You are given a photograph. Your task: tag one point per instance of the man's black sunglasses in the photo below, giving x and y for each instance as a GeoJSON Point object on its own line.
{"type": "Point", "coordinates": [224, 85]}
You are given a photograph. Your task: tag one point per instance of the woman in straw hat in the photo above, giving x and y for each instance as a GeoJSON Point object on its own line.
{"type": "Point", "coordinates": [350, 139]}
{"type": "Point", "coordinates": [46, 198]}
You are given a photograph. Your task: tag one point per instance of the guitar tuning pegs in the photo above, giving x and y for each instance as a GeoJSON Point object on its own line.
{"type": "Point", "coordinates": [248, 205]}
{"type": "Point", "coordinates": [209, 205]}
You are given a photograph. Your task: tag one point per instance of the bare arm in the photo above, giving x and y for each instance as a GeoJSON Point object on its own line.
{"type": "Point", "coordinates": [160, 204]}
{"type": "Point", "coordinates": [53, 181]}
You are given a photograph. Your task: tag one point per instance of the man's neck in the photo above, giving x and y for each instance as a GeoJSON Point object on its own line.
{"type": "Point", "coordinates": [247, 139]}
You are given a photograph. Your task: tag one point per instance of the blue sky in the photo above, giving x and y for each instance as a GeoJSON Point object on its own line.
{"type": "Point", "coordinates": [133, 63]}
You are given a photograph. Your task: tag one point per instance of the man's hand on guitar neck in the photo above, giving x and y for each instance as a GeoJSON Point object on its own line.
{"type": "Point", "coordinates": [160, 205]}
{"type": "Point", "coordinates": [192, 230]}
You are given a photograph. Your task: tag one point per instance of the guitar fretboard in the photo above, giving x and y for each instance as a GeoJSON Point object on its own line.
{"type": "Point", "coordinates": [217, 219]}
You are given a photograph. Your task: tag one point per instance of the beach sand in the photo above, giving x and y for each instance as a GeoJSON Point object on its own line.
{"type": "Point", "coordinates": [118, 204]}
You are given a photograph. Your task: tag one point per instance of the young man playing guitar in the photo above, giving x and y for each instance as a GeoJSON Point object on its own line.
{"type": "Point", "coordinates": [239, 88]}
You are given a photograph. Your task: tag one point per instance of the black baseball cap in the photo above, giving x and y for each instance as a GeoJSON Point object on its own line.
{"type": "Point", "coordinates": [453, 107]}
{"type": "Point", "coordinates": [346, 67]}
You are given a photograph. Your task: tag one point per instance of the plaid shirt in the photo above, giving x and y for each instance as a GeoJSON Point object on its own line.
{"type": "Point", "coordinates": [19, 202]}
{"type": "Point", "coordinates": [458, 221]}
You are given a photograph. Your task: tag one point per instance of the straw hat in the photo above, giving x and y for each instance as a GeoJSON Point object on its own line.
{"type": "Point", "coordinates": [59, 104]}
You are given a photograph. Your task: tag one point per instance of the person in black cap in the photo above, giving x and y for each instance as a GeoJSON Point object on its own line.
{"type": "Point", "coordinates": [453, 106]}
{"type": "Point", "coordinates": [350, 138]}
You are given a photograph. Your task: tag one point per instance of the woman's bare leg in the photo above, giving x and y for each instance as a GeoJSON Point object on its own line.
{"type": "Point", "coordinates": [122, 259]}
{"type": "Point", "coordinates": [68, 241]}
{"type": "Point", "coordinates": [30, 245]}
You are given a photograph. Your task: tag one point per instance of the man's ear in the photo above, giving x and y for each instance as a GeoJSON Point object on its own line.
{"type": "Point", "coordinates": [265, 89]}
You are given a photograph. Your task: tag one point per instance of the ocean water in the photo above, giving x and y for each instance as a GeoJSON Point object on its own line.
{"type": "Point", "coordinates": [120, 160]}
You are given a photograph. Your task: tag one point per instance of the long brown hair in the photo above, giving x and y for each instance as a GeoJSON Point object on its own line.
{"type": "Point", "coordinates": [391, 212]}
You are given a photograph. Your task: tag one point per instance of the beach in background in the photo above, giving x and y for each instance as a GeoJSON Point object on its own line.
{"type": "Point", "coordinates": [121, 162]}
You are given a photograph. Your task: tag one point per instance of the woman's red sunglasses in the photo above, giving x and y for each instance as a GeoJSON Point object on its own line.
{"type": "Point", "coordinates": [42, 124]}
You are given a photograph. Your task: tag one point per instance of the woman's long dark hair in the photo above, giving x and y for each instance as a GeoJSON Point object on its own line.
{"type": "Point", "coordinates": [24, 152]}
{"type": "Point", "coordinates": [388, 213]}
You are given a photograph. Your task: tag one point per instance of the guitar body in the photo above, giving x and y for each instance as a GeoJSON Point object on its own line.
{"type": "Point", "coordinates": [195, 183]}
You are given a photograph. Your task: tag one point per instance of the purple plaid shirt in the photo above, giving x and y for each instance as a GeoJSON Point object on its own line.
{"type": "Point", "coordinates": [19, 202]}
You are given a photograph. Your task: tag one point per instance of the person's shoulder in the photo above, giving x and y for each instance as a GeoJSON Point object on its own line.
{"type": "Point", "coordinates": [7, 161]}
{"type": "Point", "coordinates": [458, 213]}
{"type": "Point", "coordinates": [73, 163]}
———
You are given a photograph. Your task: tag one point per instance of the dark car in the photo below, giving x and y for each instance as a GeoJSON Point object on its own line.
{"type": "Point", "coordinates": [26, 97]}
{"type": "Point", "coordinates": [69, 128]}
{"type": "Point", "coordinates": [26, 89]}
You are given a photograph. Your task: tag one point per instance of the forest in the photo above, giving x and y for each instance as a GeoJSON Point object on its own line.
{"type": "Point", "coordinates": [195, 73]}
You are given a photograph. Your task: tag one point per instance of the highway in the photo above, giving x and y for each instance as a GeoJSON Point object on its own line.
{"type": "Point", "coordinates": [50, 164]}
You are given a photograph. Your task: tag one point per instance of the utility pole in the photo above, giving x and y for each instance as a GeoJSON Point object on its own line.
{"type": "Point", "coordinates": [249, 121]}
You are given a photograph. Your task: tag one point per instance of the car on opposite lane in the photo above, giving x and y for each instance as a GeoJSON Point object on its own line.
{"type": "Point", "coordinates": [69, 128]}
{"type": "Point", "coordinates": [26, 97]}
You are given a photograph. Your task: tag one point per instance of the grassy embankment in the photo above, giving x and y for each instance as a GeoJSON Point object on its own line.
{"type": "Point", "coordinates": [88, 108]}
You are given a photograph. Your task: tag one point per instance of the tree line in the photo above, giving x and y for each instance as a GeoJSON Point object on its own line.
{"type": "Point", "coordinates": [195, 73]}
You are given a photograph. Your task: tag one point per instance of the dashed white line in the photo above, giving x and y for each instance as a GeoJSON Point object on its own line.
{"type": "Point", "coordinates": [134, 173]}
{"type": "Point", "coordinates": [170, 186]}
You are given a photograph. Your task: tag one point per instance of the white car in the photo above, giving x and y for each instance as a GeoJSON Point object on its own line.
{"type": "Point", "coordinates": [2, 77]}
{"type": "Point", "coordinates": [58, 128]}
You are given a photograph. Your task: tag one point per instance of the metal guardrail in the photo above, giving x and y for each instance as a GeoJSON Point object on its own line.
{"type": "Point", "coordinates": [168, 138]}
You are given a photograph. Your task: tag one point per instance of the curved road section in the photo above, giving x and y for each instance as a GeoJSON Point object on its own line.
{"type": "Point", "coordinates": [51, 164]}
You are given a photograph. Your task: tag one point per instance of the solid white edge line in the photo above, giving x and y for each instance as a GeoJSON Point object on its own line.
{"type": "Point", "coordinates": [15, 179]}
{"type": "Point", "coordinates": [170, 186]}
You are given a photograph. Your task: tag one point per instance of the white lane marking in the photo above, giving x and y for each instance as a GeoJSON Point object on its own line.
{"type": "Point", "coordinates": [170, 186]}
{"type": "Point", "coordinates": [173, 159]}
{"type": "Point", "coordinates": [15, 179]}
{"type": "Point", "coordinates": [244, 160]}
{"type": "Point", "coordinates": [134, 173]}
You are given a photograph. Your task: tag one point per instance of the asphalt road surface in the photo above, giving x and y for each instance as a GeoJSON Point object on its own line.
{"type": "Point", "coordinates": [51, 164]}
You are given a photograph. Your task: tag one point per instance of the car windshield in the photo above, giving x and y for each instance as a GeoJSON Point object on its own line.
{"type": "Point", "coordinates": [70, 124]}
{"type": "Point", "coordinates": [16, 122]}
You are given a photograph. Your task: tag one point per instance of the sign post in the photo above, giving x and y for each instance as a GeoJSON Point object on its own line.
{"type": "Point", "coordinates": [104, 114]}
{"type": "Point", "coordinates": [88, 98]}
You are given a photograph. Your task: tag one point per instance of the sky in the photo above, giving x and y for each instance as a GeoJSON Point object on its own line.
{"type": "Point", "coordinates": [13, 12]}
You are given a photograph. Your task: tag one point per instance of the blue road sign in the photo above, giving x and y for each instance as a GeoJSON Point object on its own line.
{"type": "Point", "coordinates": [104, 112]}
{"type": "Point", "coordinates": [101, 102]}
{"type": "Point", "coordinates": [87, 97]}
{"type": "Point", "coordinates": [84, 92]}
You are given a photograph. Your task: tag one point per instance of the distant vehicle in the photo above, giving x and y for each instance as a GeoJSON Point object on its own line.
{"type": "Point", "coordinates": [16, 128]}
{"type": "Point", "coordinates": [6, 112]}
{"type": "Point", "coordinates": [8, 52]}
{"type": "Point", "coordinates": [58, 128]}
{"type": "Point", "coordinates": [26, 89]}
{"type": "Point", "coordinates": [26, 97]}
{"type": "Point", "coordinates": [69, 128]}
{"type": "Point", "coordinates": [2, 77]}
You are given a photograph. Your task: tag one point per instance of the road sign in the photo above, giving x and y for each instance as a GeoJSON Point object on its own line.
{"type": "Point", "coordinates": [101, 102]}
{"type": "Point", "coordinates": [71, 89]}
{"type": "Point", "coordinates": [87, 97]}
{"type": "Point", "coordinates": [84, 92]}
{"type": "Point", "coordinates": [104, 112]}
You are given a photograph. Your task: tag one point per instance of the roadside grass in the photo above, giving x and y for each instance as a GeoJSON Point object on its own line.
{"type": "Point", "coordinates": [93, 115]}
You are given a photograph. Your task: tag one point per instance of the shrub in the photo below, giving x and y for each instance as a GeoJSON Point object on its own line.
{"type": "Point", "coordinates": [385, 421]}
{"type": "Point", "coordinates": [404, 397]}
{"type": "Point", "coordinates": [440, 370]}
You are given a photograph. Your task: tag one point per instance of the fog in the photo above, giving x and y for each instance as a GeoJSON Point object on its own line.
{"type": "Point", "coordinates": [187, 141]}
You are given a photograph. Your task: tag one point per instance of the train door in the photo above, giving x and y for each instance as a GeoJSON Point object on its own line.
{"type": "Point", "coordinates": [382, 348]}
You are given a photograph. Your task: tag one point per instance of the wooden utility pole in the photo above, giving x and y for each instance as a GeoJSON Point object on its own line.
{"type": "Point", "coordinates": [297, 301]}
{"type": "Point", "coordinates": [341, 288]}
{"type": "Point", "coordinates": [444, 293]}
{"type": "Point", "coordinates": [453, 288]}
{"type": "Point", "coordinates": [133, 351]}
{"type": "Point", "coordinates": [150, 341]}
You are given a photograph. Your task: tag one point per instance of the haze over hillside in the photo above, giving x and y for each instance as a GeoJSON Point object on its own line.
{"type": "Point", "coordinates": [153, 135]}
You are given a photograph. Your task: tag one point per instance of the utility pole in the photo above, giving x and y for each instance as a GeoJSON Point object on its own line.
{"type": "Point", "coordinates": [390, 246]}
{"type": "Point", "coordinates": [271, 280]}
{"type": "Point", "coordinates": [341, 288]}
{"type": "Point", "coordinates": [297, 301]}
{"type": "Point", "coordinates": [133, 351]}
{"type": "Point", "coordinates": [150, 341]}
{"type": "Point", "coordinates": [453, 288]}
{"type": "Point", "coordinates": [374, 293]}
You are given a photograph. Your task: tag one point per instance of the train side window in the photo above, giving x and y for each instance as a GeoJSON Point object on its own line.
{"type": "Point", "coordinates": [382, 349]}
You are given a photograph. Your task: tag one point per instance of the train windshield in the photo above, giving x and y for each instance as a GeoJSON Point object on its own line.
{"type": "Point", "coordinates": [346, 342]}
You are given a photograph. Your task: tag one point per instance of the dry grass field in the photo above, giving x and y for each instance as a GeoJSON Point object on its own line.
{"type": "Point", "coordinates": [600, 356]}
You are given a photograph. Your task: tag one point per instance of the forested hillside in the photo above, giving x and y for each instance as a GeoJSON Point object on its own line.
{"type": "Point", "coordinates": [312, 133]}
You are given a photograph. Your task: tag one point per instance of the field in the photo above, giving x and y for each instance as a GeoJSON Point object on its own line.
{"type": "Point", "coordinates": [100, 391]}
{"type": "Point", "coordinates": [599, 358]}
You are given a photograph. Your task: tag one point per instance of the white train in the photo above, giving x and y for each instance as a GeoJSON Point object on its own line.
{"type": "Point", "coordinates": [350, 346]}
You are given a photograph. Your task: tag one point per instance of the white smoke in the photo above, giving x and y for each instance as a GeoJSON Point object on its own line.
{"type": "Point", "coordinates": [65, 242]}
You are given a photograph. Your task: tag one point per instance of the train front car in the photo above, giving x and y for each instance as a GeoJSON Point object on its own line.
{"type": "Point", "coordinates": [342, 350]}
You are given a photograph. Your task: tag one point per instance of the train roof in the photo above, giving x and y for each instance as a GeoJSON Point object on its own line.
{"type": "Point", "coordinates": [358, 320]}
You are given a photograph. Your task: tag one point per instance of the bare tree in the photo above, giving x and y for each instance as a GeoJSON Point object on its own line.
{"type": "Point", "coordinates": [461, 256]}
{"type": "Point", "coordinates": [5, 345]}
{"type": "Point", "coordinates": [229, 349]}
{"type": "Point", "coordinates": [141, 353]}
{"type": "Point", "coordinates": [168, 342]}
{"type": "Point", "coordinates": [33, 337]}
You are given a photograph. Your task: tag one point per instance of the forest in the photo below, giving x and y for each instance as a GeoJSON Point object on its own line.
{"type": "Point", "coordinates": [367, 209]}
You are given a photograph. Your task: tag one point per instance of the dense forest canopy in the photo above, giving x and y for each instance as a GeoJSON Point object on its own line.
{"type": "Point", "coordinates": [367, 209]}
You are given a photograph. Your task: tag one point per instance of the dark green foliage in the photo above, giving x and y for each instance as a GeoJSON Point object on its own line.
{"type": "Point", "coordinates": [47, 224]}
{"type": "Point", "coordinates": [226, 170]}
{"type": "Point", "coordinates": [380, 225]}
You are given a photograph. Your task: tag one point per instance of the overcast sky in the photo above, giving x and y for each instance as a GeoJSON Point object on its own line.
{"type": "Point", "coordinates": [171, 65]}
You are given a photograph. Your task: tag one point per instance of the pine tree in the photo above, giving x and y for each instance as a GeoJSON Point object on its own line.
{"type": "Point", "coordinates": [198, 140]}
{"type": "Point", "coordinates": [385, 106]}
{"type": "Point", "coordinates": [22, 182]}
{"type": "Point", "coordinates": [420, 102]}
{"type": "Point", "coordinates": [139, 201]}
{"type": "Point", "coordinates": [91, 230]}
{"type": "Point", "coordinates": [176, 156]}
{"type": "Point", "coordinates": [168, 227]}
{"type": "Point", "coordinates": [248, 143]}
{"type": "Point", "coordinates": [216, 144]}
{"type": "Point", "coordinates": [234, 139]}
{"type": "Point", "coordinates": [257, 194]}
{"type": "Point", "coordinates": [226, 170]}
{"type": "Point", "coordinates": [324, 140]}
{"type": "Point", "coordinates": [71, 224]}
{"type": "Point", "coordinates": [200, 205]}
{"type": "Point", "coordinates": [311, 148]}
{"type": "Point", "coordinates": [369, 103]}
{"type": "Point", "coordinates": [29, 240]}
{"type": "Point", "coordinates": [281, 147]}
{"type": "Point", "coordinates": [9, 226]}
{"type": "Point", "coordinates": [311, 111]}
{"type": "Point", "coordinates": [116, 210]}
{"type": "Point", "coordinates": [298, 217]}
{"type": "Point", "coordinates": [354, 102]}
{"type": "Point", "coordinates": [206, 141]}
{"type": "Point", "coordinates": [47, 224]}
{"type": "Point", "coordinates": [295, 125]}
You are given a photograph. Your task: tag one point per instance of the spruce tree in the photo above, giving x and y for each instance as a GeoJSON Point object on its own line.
———
▸ What is needed:
Collect every line of the items above that contains the word "plaid".

▸ Output for this task:
You are given a photograph. Your task: tag one point per instance of the plaid shirt in the photo above, giving x and y for each instance as a GeoJSON Point object on its own line.
You are given a photograph. Your task: tag one point per instance of the purple plaid shirt in the photo above, giving x and y for each instance as a GeoJSON Point object on its own line.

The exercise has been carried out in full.